-- Start of Text block --

Why Do Kids Suck So Bad at Losing? – Frontline Dad11 min read
I played in my local Beer League hockey Championship game for the first time the other night. We’ve had a good team for several years but had never made it to the Big Game. We did not win. It sucked. We played well, made a great comeback at the end of the game, went to overtime, and then lost on a tricky puck that somehow found its way behind the goal line. The other team rushed out onto the ice to celebrate as our crew head to the benches, collected our gear, and dejectedly went to the bleachers to change. It was a crappy feeling to lose like that. And then, after a couple minutes, I got over it. Why? Because I’m 38 years old, play in the lowest level of hockey our rink has to offer, and play for fun, not for championships in a league that literally matters to exactly no one outside of the dudes and gals on the ice.

-- End of Text block --

Brief a »
In the hockey post, how old does the writer say they are?

-- Start of Stored rows --

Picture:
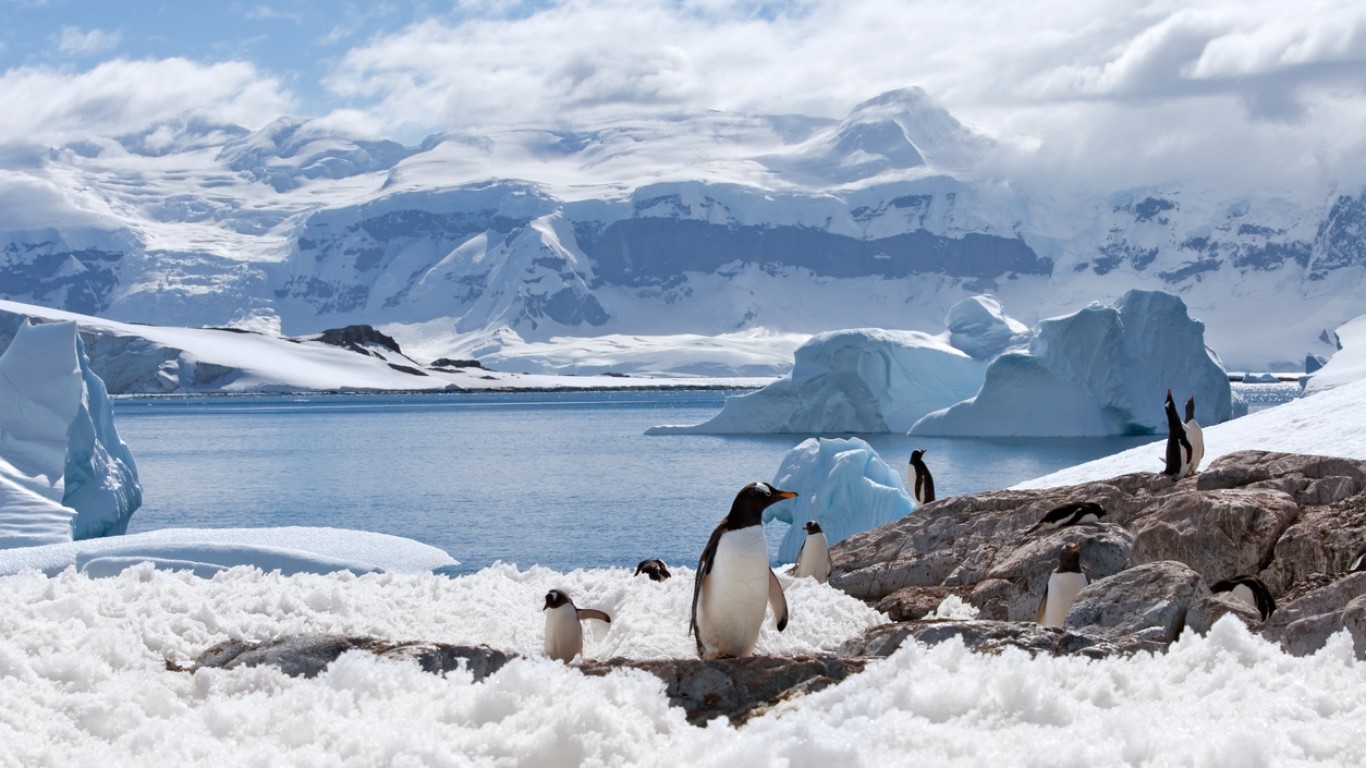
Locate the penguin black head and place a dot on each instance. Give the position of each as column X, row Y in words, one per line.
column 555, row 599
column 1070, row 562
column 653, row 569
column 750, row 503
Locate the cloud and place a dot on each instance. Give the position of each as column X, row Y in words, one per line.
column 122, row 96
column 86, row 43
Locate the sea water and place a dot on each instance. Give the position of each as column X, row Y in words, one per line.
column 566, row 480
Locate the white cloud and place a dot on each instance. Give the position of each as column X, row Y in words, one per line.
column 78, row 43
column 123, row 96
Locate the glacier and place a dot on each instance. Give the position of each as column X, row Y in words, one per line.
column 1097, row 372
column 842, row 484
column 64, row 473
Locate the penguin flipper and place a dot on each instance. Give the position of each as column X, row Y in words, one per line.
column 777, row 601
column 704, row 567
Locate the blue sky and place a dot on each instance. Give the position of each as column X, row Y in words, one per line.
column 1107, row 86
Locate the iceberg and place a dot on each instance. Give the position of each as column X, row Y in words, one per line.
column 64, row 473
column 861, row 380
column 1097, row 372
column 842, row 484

-- End of Stored rows --

Brief b »
Copy out, word for word, the stretch of the records from the line containing "Locate the penguin flipper" through the line containing "column 704, row 567", including both of those lines.

Task output a »
38 years old.

Task output b »
Locate the penguin flipper and place a dot on each instance. Give the position of each as column X, row Y in words, one per line.
column 777, row 601
column 704, row 567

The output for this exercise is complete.